**Requisitos do exercício**
**1.** Explique em uma a três frases por que a Antologia palatina recebe esse nome, conforme o texto sobre a noção de autor.
**2.** Reescreva de forma mais breve o parágrafo do texto sobre a noção de autor que começa com "A primeira, na simplicidade", mantendo seus fatos principais.
**3.** Responda com base no texto sobre a noção de autor:
(a) Na pedagogia medieval, que disciplina do trivium a palavra aristóteles designa?
(b) Em quantos livros a Antologia palatina distribui seus poemas?
(c) Em qual livro da Antologia palatina estão os epigramas funerários?

··· Texto fornecido ···

A nosso ver, ambas as hipóteses apresentam inconsistências. Vejamos:

A primeira, na simplicidade de uma formulação alheia às mudanças históricas, não se dá conta de que a experiência cultural constituída pelo conjunto que, para evitar nomenclaturas anacrônicas ou equívocas, podemos genericamente chamar “artes verbais”, em torno de meados do século XVIII  torna-se objeto de profunda reconcepção, destinada a prosseguir ao longo do século XIX e a consumar-se no início do século XX. Os elementos convergentes nessa reconcepção podem ser esquematicamente indicados.

Um deles é a nova idéia de autor então formulada: à compreensão antiga e medieval de autor como autoridade, ou modelo discursivo chancelado pela tradição e passível de imitação, emulação, comentários e glosas, segue-se o ideal romântico e moderno de autor como individualidade criativa. Para ilustrar a referida compreensão antiga e medieval — tão estranha ao pensamento corrente de hoje, tributário da mentalidade implantada com o romantismo — , podemos mencionar duas situações: 1ª – na pedagogia medieval, as palavras Aristóteles e Cícero não funcionam como nomes próprios de indivíduos autores, mas sim, por um processo metonímico, nomeiam duas disciplinas do trivium: aristóteles designa a dialética e cícero, a retórica (cf. Hansen, 1992, p. 29); 2ª – a chamada Antologia palatina, reunião da epigramística grega compilada no período compreendido entre os séculos I d. C. e IX-X (assim chamada por ter sido descoberta na Biblioteca Palatina de Heidelberg, no século XVII), distribui os seus cerca de três mil e setecentos poemas em dezessete livros; os organizadores, alheios ao critério moderno de consolidação de autorias individuais, consagram os diversos livros a distintas modalidades de epigramas — por exemplo: amoroso – livro V; votivo – livro VI; funerário – livro VII; descritivo – livro IX; exortativo – livro X; báquico e satírico – livro XI; pederástico – livro XII; aritmético, enigmático e oracular – livro XIV (cf. José Paulo Paes. Paladas de Alexandria; epigramas. São Paulo: Nova Alexandria, 1993. p. 25-6) — , o que levou o tradutor contemporâneo, num claro sintoma de sua identificação liminar com a noção de autoria corrente apenas a partir do romantismo, a lamentar a “… a circunstância de os quase quatro mil poemas da Palatina estarem ordenados por assunto ou tipos e não por autores [, dissolvendo-se assim] a ‘singularidade dos poetas individuais’ num magma de glosas dos mesmos e ‘reiterados temas’ ” (Paes, op. cit., p. 27).

··· Material de origem ···

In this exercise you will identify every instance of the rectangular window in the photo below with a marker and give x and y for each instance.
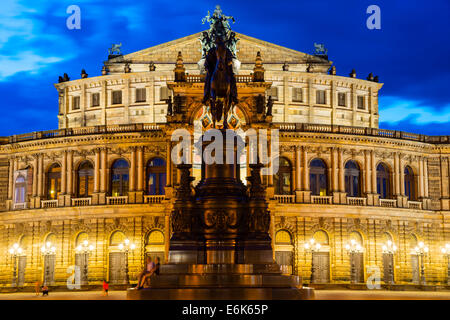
(95, 99)
(361, 102)
(163, 93)
(321, 97)
(273, 92)
(341, 99)
(297, 95)
(76, 103)
(140, 95)
(117, 97)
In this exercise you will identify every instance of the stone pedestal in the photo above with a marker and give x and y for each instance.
(339, 197)
(220, 247)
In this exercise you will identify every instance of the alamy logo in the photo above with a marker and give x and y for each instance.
(74, 280)
(373, 278)
(74, 20)
(262, 147)
(374, 20)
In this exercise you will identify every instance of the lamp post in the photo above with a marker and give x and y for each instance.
(125, 247)
(389, 249)
(85, 248)
(353, 248)
(421, 250)
(312, 246)
(446, 252)
(15, 251)
(47, 250)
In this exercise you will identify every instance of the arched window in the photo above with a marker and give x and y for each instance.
(321, 237)
(156, 176)
(20, 189)
(409, 183)
(352, 179)
(85, 179)
(119, 178)
(284, 251)
(80, 238)
(383, 182)
(318, 177)
(117, 238)
(54, 181)
(282, 180)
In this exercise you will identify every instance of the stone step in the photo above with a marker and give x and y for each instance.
(219, 269)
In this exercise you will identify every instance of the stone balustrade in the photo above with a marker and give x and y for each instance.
(81, 202)
(49, 204)
(154, 199)
(322, 199)
(117, 200)
(388, 203)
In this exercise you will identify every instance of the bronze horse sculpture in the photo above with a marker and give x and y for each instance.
(220, 83)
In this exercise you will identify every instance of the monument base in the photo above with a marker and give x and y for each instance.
(222, 282)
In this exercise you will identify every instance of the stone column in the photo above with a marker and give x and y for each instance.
(421, 180)
(340, 196)
(103, 176)
(64, 173)
(61, 198)
(35, 171)
(132, 185)
(69, 177)
(373, 163)
(166, 237)
(11, 178)
(298, 178)
(425, 175)
(305, 183)
(140, 175)
(368, 177)
(96, 176)
(169, 177)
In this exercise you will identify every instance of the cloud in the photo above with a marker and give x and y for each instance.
(397, 109)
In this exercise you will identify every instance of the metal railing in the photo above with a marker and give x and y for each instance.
(322, 199)
(49, 204)
(117, 200)
(81, 202)
(356, 201)
(154, 199)
(415, 205)
(388, 203)
(296, 127)
(21, 205)
(283, 198)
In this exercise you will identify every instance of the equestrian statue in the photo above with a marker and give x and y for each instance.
(220, 91)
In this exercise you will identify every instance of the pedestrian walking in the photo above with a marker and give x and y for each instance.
(105, 288)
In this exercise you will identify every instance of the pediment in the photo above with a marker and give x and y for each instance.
(190, 48)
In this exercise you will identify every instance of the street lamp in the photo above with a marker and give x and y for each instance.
(125, 247)
(389, 249)
(47, 250)
(446, 252)
(312, 246)
(15, 251)
(421, 250)
(85, 248)
(353, 248)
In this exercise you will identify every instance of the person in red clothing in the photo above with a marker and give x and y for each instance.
(105, 288)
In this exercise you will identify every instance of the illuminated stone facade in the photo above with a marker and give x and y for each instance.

···

**Respostas**
**1.** A Antologia palatina recebe esse nome porque foi descoberta na Biblioteca Palatina de Heidelberg, no século XVII.

**2.** A primeira hipótese ignora as mudanças históricas. Por isso, não percebe que as chamadas "artes verbais" passam por uma profunda reconcepção a partir de meados do século XVIII. Esse processo prossegue no século XIX e se consuma no início do século XX. Os elementos que convergem nessa reconcepção podem ser indicados de modo esquemático.

**3.**
(a) A dialética.
(b) Em dezessete livros.
(c) No livro VII.